-- Start --

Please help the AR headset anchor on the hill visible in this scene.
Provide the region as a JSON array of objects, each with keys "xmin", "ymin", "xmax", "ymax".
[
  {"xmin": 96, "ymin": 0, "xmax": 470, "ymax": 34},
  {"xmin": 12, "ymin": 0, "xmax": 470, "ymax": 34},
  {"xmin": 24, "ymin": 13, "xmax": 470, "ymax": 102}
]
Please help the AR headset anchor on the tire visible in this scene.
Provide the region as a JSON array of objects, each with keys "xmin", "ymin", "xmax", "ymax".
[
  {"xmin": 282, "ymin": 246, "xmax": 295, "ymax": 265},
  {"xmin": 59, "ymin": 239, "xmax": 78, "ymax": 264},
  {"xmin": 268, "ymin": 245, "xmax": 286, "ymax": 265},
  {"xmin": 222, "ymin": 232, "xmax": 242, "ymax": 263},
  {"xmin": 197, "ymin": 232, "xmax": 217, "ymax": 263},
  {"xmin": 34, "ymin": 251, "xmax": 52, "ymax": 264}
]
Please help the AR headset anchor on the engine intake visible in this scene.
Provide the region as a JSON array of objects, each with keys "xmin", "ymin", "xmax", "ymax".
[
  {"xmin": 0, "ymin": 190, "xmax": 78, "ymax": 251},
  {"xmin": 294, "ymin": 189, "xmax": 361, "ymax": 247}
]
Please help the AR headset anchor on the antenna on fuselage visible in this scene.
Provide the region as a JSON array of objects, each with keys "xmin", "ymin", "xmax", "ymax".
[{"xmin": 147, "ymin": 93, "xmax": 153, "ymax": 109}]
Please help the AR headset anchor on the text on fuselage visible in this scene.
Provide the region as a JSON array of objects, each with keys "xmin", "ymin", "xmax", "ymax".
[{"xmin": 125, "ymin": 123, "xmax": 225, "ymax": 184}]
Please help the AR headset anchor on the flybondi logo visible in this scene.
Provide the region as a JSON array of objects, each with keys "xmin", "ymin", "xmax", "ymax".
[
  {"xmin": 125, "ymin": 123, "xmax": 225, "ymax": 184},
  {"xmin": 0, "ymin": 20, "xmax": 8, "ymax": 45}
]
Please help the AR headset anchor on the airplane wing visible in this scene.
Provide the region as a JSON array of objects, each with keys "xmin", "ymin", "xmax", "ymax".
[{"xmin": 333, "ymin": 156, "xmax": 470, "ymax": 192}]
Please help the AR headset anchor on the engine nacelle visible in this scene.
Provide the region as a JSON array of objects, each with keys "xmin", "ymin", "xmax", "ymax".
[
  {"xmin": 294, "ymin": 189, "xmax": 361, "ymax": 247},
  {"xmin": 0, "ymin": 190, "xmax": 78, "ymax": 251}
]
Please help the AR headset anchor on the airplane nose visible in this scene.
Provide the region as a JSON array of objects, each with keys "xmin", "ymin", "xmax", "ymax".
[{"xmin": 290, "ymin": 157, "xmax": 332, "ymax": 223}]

-- End --

### Problem description
Render every line of the entries above as a JSON list of strings, one string per line, omitting any blank lines.

### Written response
[
  "Please help the AR headset anchor on the hill visible in this scene.",
  "Provide the region as a JSON array of objects, each with keys \"xmin\", \"ymin\", \"xmax\", \"ymax\".",
  "[",
  "  {\"xmin\": 96, \"ymin\": 0, \"xmax\": 470, \"ymax\": 34},",
  "  {\"xmin\": 12, \"ymin\": 0, \"xmax\": 470, \"ymax\": 34},",
  "  {\"xmin\": 24, \"ymin\": 13, \"xmax\": 470, \"ymax\": 102}",
  "]",
  "Please help the AR headset anchor on the tire visible in this scene.",
  "Provide the region as a JSON array of objects, each with keys \"xmin\", \"ymin\", \"xmax\", \"ymax\".",
  "[",
  "  {\"xmin\": 282, \"ymin\": 246, \"xmax\": 295, \"ymax\": 265},",
  "  {\"xmin\": 59, \"ymin\": 239, \"xmax\": 78, \"ymax\": 264},",
  "  {\"xmin\": 268, \"ymin\": 245, \"xmax\": 286, \"ymax\": 265},",
  "  {\"xmin\": 222, \"ymin\": 232, \"xmax\": 242, \"ymax\": 263},",
  "  {\"xmin\": 197, \"ymin\": 232, \"xmax\": 217, \"ymax\": 263},",
  "  {\"xmin\": 34, \"ymin\": 251, \"xmax\": 52, \"ymax\": 264}",
  "]",
  "Please help the AR headset anchor on the engine intake visible in this scene.",
  "Provide the region as a JSON array of objects, each with keys \"xmin\", \"ymin\", \"xmax\", \"ymax\".",
  "[",
  "  {\"xmin\": 0, \"ymin\": 190, \"xmax\": 78, \"ymax\": 251},",
  "  {\"xmin\": 294, \"ymin\": 189, \"xmax\": 361, \"ymax\": 247}",
  "]",
  "Please help the AR headset anchor on the antenna on fuselage visible in this scene.",
  "Provide the region as a JSON array of objects, each with keys \"xmin\", \"ymin\", \"xmax\", \"ymax\".",
  "[{\"xmin\": 147, \"ymin\": 93, \"xmax\": 153, \"ymax\": 109}]",
  "Please help the AR headset anchor on the text on fuselage visible in this scene.",
  "Provide the region as a JSON array of objects, each with keys \"xmin\", \"ymin\", \"xmax\", \"ymax\".",
  "[{\"xmin\": 125, \"ymin\": 123, \"xmax\": 225, \"ymax\": 184}]",
  "Please help the AR headset anchor on the flybondi logo visible in this scene.",
  "Provide the region as a JSON array of objects, each with keys \"xmin\", \"ymin\", \"xmax\", \"ymax\".",
  "[",
  "  {\"xmin\": 125, \"ymin\": 123, \"xmax\": 225, \"ymax\": 184},",
  "  {\"xmin\": 0, \"ymin\": 20, \"xmax\": 8, \"ymax\": 45}",
  "]",
  "Please help the AR headset anchor on the airplane wing visible in this scene.",
  "Provide the region as a JSON array of objects, each with keys \"xmin\", \"ymin\", \"xmax\", \"ymax\".",
  "[{\"xmin\": 333, \"ymin\": 156, \"xmax\": 470, \"ymax\": 192}]",
  "Please help the AR headset anchor on the engine nacelle visible in this scene.",
  "Provide the region as a JSON array of objects, each with keys \"xmin\", \"ymin\", \"xmax\", \"ymax\".",
  "[",
  "  {\"xmin\": 294, \"ymin\": 189, \"xmax\": 361, \"ymax\": 247},",
  "  {\"xmin\": 0, \"ymin\": 190, \"xmax\": 78, \"ymax\": 251}",
  "]",
  "Please help the AR headset anchor on the airplane nose visible in this scene.",
  "Provide the region as a JSON array of objects, each with keys \"xmin\", \"ymin\", \"xmax\", \"ymax\".",
  "[{\"xmin\": 290, \"ymin\": 157, \"xmax\": 332, \"ymax\": 223}]"
]